§ WHAT THIS TASK INVOLVES: Continue the article below on agents running end-to-end browser tests from the point where it stops.

Agent-driven E2E — the agent runs the browser before saying 'done'

Scorecard question: How do you E2E-cover “the feature works in a browser”? Section: Parallelism & automation. Max-score answer (3 pts): The agent itself runs E2E (Playwright MCP, browser-harness) and verifies the feature.

Why this matters in 2026

Type-checks and unit tests verify code. They do not verify features. When you finish a UI change and the only thing standing between “diff written” and “shipped” is npm run type-check && npm test, you’ve proven nothing about what a human visiting your page will actually see. The button might be there, wired to the right handler, with a passing unit test on the handler — and still produce a blank screen because the Astro hydration order changed, or a stray CSS rule moved it 600px to the right, or the dropdown that drives it is now opening behind a modal. Every developer who’s shipped a UI knows this category of “passed all my checks, broke in production” bug. Through 2024–2025, the answer to it was “well, write more Playwright tests” — which most teams didn’t, because hand-authoring E2E suites was tedious, the tests were flaky, and they slowed PRs down. In 2026 that calculation flipped. The agent that just wrote the diff can also drive a real browser, click the thing it just shipped, read the rendered page, and confirm the feature works — in seconds, on every change, without anyone authoring a test file.

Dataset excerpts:
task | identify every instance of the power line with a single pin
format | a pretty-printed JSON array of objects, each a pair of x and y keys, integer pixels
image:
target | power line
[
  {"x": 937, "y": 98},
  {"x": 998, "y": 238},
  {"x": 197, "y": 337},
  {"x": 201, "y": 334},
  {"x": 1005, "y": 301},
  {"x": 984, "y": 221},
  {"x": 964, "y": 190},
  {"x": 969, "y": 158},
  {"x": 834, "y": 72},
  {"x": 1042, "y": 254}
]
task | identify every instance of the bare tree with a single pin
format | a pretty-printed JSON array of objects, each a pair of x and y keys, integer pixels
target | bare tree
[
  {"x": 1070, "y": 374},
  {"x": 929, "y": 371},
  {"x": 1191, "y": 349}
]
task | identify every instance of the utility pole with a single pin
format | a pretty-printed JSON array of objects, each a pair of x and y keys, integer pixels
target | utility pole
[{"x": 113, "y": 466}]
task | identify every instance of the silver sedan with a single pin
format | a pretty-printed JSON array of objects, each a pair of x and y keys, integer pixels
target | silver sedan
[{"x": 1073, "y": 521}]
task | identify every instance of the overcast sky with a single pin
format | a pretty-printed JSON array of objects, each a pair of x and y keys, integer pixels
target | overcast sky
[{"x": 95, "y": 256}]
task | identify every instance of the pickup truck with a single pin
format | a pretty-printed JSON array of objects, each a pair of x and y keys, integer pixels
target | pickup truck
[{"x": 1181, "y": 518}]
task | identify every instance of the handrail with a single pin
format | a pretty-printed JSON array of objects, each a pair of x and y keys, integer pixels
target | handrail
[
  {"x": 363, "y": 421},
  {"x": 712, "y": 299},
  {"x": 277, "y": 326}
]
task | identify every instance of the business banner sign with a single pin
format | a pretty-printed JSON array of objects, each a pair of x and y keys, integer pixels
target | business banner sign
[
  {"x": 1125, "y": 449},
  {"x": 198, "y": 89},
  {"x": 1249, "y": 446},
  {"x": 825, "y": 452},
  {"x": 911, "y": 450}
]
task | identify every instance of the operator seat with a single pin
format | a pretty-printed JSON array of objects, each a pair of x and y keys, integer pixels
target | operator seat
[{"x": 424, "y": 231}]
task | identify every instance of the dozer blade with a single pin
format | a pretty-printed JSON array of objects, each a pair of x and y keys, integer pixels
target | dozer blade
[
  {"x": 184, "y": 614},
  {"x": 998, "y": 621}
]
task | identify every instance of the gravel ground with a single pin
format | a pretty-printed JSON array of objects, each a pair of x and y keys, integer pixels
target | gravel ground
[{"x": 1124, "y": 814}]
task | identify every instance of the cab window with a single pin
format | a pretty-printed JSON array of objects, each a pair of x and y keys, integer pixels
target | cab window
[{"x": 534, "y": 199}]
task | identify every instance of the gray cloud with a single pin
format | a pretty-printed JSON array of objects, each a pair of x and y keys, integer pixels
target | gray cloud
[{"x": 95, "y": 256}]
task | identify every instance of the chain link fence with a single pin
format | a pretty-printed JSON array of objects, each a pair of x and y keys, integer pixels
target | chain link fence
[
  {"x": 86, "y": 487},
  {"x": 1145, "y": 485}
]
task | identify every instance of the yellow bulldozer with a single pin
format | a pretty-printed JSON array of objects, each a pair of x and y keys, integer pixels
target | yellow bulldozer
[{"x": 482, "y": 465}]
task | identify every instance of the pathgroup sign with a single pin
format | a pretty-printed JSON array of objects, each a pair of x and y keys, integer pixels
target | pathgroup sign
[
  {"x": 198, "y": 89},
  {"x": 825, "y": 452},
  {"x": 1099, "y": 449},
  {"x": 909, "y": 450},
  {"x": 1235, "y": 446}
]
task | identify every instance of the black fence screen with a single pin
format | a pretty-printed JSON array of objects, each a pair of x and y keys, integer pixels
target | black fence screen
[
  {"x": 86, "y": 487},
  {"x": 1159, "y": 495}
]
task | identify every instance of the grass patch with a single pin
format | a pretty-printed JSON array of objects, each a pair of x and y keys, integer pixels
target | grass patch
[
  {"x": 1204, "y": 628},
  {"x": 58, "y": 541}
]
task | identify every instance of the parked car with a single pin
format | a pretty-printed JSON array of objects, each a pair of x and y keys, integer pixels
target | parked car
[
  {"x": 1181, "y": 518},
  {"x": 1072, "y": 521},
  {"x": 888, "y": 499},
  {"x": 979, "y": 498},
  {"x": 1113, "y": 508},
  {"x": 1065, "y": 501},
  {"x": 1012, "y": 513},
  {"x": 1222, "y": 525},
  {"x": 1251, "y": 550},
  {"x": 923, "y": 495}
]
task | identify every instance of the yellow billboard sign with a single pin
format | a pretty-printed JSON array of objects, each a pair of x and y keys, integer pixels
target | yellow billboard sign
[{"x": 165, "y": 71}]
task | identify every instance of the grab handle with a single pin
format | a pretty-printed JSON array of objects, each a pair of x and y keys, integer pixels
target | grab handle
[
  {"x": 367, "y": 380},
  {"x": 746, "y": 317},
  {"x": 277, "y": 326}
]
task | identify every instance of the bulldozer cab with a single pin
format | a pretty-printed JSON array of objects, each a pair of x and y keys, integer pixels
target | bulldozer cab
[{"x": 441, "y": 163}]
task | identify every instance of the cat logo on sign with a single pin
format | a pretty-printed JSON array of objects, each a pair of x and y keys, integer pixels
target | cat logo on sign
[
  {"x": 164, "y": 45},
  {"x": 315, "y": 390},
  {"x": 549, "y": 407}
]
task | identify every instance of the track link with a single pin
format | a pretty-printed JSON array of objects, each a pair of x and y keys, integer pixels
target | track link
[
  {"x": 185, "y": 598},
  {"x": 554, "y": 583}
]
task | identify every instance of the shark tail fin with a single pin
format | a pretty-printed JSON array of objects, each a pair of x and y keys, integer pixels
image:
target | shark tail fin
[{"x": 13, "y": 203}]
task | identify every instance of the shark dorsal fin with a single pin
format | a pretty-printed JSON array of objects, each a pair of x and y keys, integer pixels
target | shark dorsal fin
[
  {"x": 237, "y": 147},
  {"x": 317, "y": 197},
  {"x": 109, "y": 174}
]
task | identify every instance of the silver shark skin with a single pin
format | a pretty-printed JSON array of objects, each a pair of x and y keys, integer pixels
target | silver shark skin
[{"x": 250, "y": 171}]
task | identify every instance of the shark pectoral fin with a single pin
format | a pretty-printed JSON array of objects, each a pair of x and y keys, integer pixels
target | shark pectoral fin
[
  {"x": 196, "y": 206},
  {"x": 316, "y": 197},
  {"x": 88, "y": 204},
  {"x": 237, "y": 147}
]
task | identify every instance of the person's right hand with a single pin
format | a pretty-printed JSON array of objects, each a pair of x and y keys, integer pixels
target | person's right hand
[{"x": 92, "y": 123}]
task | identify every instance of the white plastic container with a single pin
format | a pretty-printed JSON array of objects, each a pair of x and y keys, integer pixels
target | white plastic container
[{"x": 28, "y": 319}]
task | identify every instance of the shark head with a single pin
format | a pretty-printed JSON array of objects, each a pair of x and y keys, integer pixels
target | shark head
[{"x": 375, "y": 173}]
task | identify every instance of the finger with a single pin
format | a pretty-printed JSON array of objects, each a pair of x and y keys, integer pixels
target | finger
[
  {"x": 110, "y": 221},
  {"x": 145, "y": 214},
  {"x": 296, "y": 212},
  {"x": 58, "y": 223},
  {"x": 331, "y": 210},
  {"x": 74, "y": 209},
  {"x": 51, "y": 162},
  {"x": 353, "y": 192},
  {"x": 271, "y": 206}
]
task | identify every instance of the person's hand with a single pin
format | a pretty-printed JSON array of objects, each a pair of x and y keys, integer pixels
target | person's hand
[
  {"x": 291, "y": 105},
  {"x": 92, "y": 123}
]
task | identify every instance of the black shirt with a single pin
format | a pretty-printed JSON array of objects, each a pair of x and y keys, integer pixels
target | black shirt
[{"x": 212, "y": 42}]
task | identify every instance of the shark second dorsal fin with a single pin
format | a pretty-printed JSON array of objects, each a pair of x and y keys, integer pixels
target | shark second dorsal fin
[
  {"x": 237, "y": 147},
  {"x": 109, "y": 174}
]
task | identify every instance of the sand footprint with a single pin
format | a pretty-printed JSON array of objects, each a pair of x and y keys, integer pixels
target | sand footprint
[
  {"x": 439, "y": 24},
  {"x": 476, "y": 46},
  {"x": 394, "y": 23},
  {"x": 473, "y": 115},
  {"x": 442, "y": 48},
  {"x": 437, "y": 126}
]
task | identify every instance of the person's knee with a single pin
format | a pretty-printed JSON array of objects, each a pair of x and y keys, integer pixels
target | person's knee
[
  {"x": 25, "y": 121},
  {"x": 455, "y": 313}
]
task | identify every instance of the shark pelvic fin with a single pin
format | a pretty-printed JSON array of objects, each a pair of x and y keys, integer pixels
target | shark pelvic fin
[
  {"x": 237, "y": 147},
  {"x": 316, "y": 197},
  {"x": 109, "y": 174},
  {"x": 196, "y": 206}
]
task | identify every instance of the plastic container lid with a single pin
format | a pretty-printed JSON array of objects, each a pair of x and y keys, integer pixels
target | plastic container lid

§ THE ANSWER:
The shift is structural, not cosmetic. Playwright 1.56 (October 2025) shipped Test Agents and a hardened Playwright MCP server, which means the same agent loop that edits your TypeScript can now navigate to localhost:4321, open the new modal, and verify the submit button is visible. browser-harness, agent-browser, and chrome-devtools MCP added similar surfaces for CDP-level control without writing a full test suite. The result: the cheapest possible E2E layer is no longer “write a Playwright spec and run it in CI” — it’s “ask the agent to verify the feature works before reporting done”. Teams that internalized this in 2026 cut a category of regressions to near zero and stopped needing the elaborate hand-authored E2E suites that used to consume a quarter’s worth of QA cycles. Q18 is the question that measures whether you’ve made that jump. Scoring max means the agent itself drives a browser as part of finishing a UI task — not “we have a Playwright suite that runs in CI someday”, and definitely not “I’ll click around manually before merging”.

What “max score” actually looks like

A max-score Q18 setup has three layered properties. First, the agent doing your UI work has access to a real browser through one of the supported surfaces — Playwright MCP, browser-harness, agent-browser, or chrome-devtools MCP wired in via .mcp.json (project) or ~/.claude.json (user scope) / ~/.codex/config.toml. Second, the agent uses that surface as a normal step in finishing a UI task, not as a separate ritual. After it changes a component, it navigates to the dev server, takes a screenshot or accessibility snapshot, confirms the rendered output, and only then reports done. Third — and this is the step that separates 2 pts from 3 — that verification is enforced by a Stop hook or a custom slash command, so it cannot be skipped on a tired Friday afternoon. The agent literally cannot say “done” without producing evidence (a screenshot, a passing assertion, a quoted DOM snippet) that the feature renders.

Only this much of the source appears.